— Data excerpts —
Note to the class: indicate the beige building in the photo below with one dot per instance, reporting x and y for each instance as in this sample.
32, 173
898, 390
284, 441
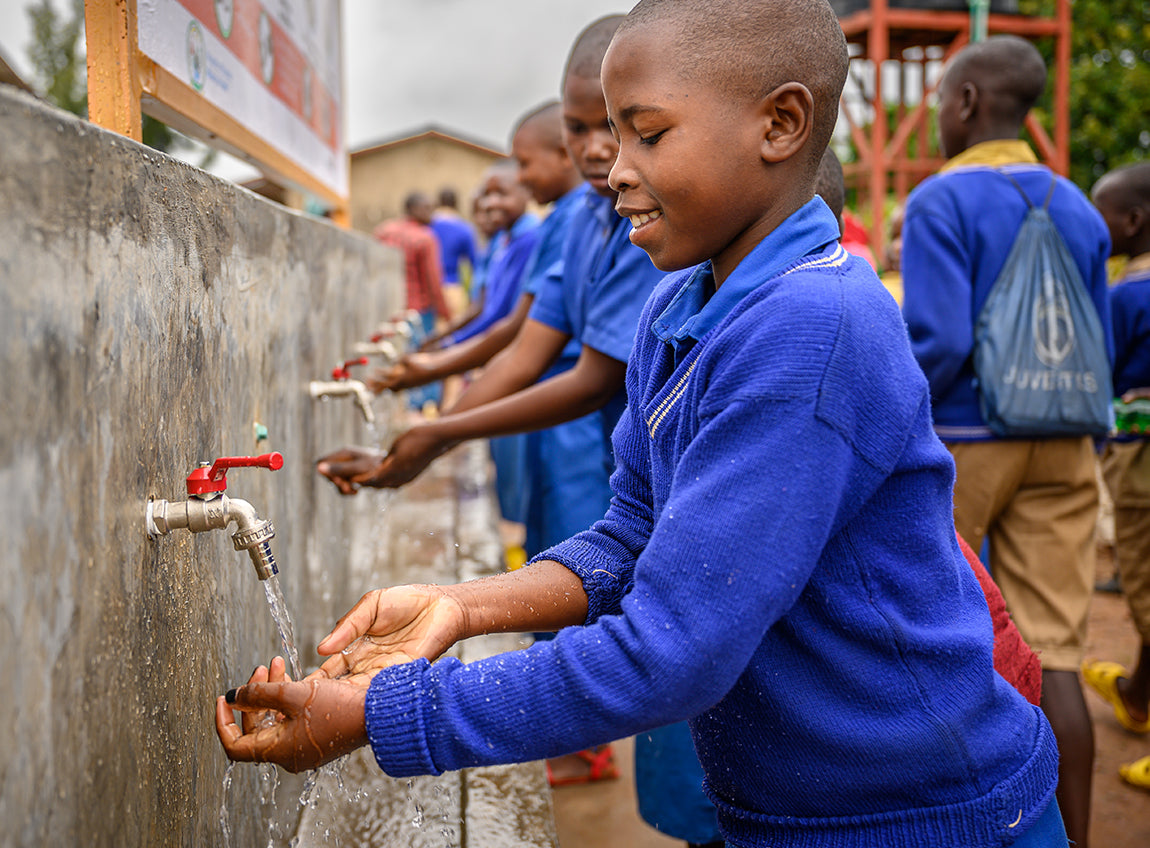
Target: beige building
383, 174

— Written task —
Change "beige building" to "tan building" everywhere it appears in the records above and give the lines again with nothing else altered. Leave out the pictures.

— Answer to the task —
Note to the class: indicate the tan building in the photo below with one dot per instance, reporting x and y for each instance as in this sample.
32, 173
898, 390
284, 441
Target: tan building
383, 174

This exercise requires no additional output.